+++ MATERIAL FOR THIS EXERCISE +++
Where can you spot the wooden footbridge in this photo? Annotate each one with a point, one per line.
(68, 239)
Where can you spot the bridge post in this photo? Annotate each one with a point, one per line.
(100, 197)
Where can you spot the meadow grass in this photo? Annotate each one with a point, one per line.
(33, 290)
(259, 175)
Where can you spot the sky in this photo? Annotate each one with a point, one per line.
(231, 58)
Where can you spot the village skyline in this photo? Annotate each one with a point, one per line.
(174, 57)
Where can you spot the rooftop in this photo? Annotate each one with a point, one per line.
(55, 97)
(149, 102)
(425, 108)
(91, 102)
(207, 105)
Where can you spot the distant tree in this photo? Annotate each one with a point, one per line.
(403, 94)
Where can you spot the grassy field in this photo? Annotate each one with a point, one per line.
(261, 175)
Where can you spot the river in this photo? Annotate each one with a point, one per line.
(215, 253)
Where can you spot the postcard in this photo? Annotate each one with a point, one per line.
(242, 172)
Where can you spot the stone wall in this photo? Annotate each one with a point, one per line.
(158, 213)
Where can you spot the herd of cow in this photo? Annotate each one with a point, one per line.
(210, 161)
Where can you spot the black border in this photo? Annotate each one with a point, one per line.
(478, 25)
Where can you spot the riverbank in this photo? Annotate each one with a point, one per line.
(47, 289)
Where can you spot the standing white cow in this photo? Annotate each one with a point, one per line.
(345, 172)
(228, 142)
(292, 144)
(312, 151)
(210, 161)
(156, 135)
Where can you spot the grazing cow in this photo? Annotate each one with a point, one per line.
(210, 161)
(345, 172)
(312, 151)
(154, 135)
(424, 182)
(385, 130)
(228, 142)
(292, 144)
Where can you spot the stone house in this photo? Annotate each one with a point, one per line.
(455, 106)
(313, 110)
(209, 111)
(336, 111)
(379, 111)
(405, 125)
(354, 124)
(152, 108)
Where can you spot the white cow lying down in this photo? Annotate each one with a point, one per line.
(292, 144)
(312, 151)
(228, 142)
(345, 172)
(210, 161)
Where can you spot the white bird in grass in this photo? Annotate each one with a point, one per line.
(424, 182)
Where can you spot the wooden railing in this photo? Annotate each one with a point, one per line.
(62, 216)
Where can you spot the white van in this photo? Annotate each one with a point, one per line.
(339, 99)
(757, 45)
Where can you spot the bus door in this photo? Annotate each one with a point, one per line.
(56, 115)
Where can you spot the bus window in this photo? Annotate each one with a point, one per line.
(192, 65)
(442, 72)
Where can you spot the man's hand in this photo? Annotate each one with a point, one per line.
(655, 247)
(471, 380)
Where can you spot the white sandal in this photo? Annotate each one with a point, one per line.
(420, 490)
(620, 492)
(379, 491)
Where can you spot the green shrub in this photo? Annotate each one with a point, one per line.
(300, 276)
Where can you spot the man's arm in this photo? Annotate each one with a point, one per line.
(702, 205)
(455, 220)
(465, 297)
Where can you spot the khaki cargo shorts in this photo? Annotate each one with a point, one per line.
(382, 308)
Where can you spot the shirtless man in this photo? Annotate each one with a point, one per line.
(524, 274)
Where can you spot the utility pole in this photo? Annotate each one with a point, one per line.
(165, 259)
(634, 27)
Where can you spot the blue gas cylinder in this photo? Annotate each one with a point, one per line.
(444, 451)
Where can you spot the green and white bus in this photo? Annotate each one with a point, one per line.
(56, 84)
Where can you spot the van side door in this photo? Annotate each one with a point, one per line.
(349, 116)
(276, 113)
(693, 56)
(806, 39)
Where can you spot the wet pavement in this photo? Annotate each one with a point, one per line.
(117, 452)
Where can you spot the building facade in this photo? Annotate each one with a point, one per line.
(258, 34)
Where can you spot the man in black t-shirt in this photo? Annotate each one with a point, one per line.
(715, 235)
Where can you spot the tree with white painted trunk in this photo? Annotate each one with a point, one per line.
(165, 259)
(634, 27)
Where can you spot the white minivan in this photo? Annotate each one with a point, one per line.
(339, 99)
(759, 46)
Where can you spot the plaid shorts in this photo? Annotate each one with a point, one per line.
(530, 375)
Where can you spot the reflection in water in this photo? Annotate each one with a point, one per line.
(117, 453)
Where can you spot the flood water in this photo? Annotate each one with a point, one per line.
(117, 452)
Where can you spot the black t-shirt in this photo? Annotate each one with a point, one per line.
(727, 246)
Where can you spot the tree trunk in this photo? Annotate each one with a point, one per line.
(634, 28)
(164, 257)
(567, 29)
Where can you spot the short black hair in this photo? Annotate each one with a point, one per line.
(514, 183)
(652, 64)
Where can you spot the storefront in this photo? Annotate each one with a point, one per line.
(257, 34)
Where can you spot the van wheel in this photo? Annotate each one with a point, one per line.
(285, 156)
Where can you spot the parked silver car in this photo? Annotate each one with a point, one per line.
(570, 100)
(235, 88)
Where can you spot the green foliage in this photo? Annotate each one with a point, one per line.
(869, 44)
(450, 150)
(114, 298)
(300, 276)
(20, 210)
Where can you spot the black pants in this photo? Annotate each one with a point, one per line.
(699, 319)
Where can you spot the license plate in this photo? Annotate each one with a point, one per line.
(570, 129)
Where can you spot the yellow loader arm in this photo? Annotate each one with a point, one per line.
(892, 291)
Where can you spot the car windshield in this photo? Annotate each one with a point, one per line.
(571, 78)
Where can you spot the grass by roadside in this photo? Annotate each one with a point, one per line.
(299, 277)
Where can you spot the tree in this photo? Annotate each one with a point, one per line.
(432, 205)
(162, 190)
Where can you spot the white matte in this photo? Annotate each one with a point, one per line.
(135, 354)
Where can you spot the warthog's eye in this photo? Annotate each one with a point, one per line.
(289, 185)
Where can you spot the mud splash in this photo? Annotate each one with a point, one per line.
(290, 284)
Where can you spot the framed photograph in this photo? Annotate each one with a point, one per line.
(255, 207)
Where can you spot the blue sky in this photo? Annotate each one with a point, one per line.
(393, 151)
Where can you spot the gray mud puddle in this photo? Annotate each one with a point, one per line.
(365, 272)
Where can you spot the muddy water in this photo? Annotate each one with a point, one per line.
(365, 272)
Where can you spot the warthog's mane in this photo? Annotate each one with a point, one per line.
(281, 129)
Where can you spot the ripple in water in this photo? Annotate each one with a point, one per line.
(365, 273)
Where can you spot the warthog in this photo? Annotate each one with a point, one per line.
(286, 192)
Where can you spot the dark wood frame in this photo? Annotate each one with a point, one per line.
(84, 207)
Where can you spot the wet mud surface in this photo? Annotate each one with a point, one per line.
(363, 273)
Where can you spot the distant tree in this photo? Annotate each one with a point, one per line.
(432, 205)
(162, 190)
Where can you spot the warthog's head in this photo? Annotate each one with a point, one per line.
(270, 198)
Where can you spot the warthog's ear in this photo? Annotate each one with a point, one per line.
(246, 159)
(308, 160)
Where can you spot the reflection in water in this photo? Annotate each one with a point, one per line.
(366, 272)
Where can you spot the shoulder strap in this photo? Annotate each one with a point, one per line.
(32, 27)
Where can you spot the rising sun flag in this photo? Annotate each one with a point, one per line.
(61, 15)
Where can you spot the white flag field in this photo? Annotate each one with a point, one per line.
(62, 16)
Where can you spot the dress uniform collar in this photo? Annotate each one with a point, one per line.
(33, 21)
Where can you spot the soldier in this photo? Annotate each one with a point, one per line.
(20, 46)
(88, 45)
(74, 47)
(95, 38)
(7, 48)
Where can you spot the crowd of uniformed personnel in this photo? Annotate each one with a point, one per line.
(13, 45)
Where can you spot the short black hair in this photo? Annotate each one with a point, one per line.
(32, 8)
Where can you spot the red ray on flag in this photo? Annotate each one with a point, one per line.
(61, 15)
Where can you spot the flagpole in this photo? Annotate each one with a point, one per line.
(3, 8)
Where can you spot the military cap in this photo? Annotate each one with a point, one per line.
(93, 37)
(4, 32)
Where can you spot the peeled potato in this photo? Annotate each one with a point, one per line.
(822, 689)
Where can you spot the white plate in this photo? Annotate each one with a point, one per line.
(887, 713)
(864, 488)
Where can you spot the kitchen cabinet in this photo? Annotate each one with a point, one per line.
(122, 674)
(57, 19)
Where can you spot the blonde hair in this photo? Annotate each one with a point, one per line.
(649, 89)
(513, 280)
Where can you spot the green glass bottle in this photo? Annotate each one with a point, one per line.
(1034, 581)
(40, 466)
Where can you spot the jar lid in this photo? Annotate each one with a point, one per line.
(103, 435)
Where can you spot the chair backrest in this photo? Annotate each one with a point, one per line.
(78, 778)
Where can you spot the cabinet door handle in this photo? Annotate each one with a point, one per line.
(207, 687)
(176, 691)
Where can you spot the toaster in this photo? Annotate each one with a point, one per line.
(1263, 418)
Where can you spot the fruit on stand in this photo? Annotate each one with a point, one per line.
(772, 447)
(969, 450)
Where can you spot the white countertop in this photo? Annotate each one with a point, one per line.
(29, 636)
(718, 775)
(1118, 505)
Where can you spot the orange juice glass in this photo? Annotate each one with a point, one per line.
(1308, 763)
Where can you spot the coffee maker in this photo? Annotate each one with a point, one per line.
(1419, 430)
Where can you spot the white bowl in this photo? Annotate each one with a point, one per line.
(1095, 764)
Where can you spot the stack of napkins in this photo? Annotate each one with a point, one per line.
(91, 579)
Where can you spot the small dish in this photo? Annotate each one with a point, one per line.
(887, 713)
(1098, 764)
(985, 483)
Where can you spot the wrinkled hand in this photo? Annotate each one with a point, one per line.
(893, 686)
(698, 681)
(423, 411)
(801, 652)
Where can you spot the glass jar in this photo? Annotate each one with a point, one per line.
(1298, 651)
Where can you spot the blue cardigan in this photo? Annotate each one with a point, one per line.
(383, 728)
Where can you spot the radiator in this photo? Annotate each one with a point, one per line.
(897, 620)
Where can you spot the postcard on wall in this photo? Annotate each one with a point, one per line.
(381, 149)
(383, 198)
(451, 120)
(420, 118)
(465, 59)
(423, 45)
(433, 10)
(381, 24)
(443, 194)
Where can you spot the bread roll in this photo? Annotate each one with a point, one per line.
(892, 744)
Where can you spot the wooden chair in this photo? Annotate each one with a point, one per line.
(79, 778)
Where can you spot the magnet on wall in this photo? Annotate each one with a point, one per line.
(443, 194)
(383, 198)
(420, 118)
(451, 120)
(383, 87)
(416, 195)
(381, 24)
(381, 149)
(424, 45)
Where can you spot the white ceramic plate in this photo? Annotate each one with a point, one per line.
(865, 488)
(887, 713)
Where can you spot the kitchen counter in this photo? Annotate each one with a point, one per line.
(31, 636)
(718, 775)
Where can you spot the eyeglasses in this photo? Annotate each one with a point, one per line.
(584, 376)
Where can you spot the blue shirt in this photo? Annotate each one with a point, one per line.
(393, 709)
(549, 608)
+++
#### WHAT IS BEING ASKED:
Repeat word for word each line from the one with "Where can you spot the bread" to the end of the records above, inclusive.

#### RESULT OF THE EXERCISE:
Where can you spot the bread roll in this photo? Annotate each one with a point, one per line.
(892, 744)
Where can you spot the wooden chair in this photo? Annotate each one with a point, one per line.
(79, 778)
Where can you spot the magnet on wall in this photo? Annotate each one with a point, one per line.
(443, 194)
(383, 198)
(420, 118)
(451, 120)
(383, 87)
(416, 195)
(381, 24)
(381, 149)
(424, 45)
Where can you spot the white ceramic plate in this photo? Annotate each one with a point, one per line.
(865, 488)
(887, 713)
Where can you spot the kitchen counter in this photo? Annotate each one with a point, one per line.
(31, 636)
(718, 775)
Where can you spot the eyeglasses in this photo? Annotate each one with a point, one per line.
(584, 376)
Where can you spot the blue shirt in this photo? Annotate each one with a point, one per line.
(393, 709)
(549, 608)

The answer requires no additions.